= Selected passage =

○ ○ ○ ○

As previously mentioned, “molecular glues” are a new type of drugs that can be used to pursue high-impact targets that have historically been considered undruggable. However, discovering a molecular glue is still enormously challenging – and success depends entirely on picking the right pair of proteins that can be glued together. We use AlphaSeq and AlphaBind to predict, discover, and interrogate suitable protein pairs from millions of potential interactions between E3 ligases and undruggable targets.
First, we leverage a wealth of AlphaSeq-derived PPI data associated with E3 ligases binding to their native targets, synthetic mutants of those targets, and hundreds of proteins with high therapeutic potential. After training with these combined data, we use AlphaBind to predict novel substrates that minimally interact with a particular E3 ligase and where a mutant of that substrate is predicted to increase binding strength. These novel interactions enable the prioritization of novel E3 ligase-substrate pairs for downstream molecular glue discovery.
What are the primary challenges of applying machine learning to large biological datasets?
There are two main challenges when applying ML to biological problems, such as predicting protein-protein binding:
Firstly, batch effects and experimental noise can significantly distort the data. Specialized machine learning techniques are needed to filter out these inconsistencies, ensuring that data from various experiments over the years is accurately aggregated and interpreted.

○ ○ ○ ○

= Using the information =
1: Can you restate the molecular glue passage starting at "First, we leverage" and ending at "molecular glue discovery.", replacing "binding strength" with "binding affinity"?
2: In the molecular glue passage, what are all the binding partners of E3 ligases that the AlphaSeq-derived PPI data covers?

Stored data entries

○ ○ ○ ○

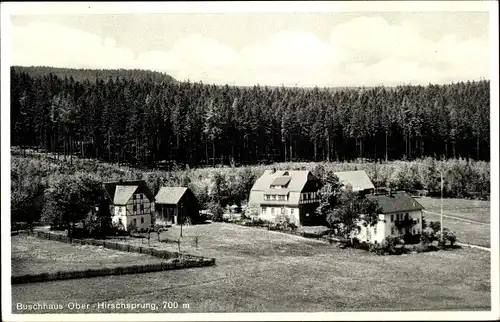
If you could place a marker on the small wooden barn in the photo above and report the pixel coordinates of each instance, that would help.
(176, 205)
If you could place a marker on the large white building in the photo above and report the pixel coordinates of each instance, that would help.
(289, 193)
(131, 204)
(401, 215)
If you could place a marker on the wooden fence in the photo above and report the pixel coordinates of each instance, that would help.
(173, 260)
(171, 264)
(163, 254)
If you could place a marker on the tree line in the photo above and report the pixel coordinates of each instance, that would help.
(145, 121)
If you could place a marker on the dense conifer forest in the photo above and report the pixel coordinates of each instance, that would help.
(145, 118)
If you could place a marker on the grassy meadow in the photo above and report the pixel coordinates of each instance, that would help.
(475, 229)
(264, 271)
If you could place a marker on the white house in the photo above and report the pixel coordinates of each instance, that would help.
(131, 204)
(286, 193)
(401, 215)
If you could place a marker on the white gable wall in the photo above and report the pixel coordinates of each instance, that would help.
(127, 215)
(386, 227)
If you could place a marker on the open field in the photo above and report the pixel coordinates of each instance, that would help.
(474, 210)
(260, 270)
(474, 229)
(31, 255)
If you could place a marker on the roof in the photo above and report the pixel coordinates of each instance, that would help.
(398, 202)
(298, 179)
(358, 180)
(281, 181)
(110, 188)
(123, 194)
(170, 195)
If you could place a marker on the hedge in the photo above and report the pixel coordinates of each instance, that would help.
(121, 270)
(163, 254)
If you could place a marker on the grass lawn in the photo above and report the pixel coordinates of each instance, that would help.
(265, 271)
(32, 255)
(467, 232)
(477, 210)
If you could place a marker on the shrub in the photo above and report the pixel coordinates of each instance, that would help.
(216, 211)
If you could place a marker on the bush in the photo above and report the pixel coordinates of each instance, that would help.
(216, 212)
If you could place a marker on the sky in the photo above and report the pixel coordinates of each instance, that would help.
(280, 48)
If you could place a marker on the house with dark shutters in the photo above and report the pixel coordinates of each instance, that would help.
(286, 193)
(401, 216)
(131, 204)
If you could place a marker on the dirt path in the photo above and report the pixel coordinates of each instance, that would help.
(458, 218)
(475, 246)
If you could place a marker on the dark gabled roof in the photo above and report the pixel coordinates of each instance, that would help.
(110, 188)
(123, 194)
(398, 202)
(170, 195)
(298, 180)
(281, 181)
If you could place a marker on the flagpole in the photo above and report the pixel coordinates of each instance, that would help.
(441, 206)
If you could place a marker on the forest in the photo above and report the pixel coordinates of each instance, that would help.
(148, 119)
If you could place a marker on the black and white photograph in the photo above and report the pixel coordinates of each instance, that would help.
(250, 161)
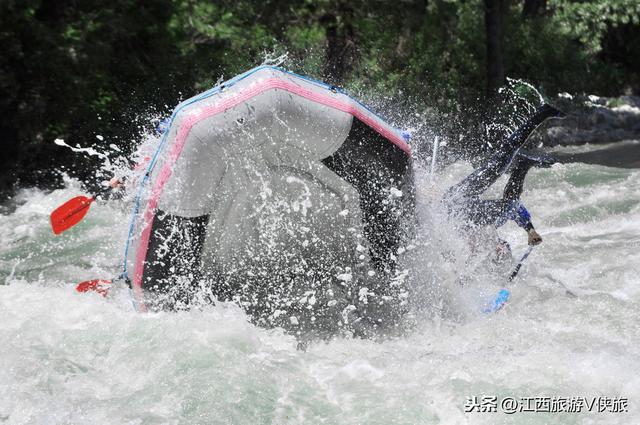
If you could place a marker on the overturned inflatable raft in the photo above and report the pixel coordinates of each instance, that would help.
(280, 193)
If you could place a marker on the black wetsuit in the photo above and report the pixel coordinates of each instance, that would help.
(464, 198)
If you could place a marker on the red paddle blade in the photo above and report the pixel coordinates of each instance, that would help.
(70, 213)
(101, 286)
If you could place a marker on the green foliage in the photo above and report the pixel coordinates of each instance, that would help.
(75, 69)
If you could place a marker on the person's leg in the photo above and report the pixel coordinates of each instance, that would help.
(483, 177)
(524, 161)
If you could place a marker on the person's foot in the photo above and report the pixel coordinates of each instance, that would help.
(533, 237)
(534, 159)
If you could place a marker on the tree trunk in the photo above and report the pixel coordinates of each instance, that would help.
(533, 8)
(340, 53)
(493, 20)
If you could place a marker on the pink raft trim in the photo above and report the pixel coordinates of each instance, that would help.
(187, 125)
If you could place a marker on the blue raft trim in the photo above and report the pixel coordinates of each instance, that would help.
(215, 90)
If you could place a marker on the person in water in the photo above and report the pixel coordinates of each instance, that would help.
(463, 199)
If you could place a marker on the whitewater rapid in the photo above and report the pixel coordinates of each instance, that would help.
(69, 358)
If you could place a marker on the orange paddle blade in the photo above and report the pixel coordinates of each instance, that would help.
(70, 213)
(101, 286)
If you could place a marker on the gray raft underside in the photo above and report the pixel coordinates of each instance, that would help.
(299, 240)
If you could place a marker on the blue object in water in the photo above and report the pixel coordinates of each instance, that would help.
(500, 300)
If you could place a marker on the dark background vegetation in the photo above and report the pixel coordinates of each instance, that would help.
(74, 69)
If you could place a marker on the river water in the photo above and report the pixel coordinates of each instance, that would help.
(69, 358)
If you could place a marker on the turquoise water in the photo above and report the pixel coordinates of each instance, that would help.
(69, 358)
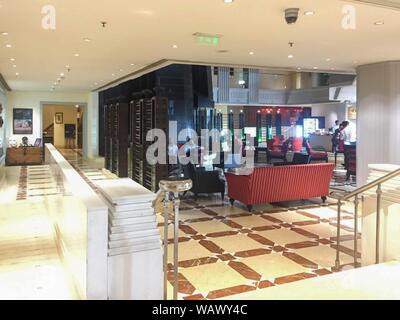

○ ○ ○ ○

= Answers to the tasks =
1:
First, we leverage a wealth of AlphaSeq-derived PPI data associated with E3 ligases binding to their native targets, synthetic mutants of those targets, and hundreds of proteins with high therapeutic potential. After training with these combined data, we use AlphaBind to predict novel substrates that minimally interact with a particular E3 ligase and where a mutant of that substrate is predicted to increase binding affinity. These novel interactions enable the prioritization of novel E3 ligase-substrate pairs for downstream molecular glue discovery.

2:
- their native targets
- synthetic mutants of those targets
- hundreds of proteins with high therapeutic potential